But when it comes to Buchholz and the big picture, a different history emerges, one that portends well for the pitcher and the Red Sox.
In nine career starts at Tropicana Field, Buchholz holds a 2.26 ERA, the best among active starters with 50 or more innings pitched.
"I don't know if there's a rhyme or reason," said Buchholz Sunday. "I just think pitching against this team a lot -- they know me and the pitches I throw and I know their hitters pretty well, just going over them for a couple of years now.
"So I don't know if there's any particular reason why my numbers are good here, but once you start throwing good at one place, you get more comfortable throwing in that ballpark and that's all there is to it."
Buchholz made four starts at the end of the regular season, going 3-1 with a 1.88 ERA. At times, his command faltered as he walked four in six innings, tying a season high. He seemed to lack command of some of his secondary pitches, and his velocity wasn't what it had been in the first three months of the season.
But those growing pains are to be expected after such a long layoff, and the Sox aren't worried about Buchholz's readiness for Monday.
"Physically, there are no restrictions," said John Farrell. "Since coming off the DL, we've been able to progress him to a pitch count and comfortably get north of 100 pitches. I think there's been some inconsistent command with the fastball, but nothing to the point of saying some (physical) is causing it. In other words, (there's no) ailment of some sort that's the root of it."
"In my mind," echoed Buchholz, "there's nothing that's going to hold me back as far as pitching. Everything is pretty much back to normal. There's not anything that I have to alter to get through or anything."
Even the diminished velocity isn't much of an issue since, as one scout recently noted, Buchholz has a variety of pitches -- from a curveball to change to split-finger fastball -- on which he can rely.
He doesn't have to overpower hitters or get lots of swing-and-misses, since he can induce poor contact and get outs on the ground, and do so with fewer pitches."
Buchholz knows that a well-pitched game can send the Red Sox into the American League Championship Series, but Sunday, he said he's not focusing on what's at stake or what a victory could mean.

§ §

## TASKS
(a) According to the article on Buchholz, what is his ERA in career starts at Tropicana Field?
(b) Carry on the article on Buchholz from its final sentence, in the same style.

Saved entries:
§ §

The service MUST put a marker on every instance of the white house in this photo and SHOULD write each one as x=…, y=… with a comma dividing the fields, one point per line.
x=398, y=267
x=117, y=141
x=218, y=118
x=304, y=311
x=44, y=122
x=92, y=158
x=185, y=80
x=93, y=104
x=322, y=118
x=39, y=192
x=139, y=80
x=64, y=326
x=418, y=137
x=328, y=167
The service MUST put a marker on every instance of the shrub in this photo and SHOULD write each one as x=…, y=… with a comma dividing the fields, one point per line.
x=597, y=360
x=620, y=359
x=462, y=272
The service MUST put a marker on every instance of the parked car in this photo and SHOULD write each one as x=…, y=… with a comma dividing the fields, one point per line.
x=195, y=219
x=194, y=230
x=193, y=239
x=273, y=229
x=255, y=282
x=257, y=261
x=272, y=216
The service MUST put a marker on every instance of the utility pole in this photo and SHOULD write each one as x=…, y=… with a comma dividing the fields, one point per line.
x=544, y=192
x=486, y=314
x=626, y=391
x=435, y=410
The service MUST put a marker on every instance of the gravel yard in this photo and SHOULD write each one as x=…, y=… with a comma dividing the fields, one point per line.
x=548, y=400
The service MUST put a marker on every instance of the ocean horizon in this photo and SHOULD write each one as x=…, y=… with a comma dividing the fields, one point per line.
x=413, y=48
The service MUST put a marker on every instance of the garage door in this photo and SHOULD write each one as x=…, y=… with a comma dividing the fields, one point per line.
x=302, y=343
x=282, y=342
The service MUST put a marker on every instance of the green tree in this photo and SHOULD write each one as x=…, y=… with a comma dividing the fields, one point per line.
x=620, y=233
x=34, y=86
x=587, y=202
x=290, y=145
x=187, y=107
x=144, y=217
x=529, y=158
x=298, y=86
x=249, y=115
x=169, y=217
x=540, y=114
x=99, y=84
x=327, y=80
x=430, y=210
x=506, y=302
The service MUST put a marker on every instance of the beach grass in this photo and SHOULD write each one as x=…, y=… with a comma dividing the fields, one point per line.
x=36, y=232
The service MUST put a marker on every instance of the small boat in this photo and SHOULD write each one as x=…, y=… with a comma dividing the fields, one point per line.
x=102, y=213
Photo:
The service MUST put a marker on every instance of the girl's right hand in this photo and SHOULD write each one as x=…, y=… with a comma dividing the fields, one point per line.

§ §

## OUTPUTS FOR THE TASKS
(a) 2.26, across nine career starts.

(b)
"You've got to think of it as just another baseball game," he said. "That's what it is right now. I know it's a pivotal game. But once you step between the lines, it turns into another game and you've got to go out and try to compete and give our team a chance to win."
For a time during season, with his return date pushed back and setbacks encountered, Buchholz had reason to wonder if, as happened in 2011 when he suffered a stress fracture of the lower back, his season had ended at the midway point.
"At one point," he said, "it was a struggle for mentally to know that I'd been out for an extended period of time, a lot longer than I wanted to be out. The throwing wasn't near as therapeutic as I thought it was supposed to be or going to be. It just never got any better and I finally had to take two steps back to get moving in the right direction."
A visit with Dr. James Andrews confirmed to Buchholz that he had no structural issues in his shoulder, but the noted surgeon advised Buchholz to take a more gradual approach to building up arm strength, maintaining that he had tried to do too much, too soon.
A new program was instituted which allowed Buchholz to return, in fact, for a mid-September start at Tropicana Field, the very ballpark in which Buchholz will attempt to complete a sweep for the Sox Monday night.
It is, after all he's been through, quite an opportunity.
"This is what baseball is all about," said Buchholz. "Everybody wants to be in this position; if you don't, you're in the wrong sport. I'm excited, a little anxious to get it started. I'm going to try to do the same thing I've done all year when I've been out there -- play in the zone, throw strikes, and try to get your hitters back in the dugout as quick as possible."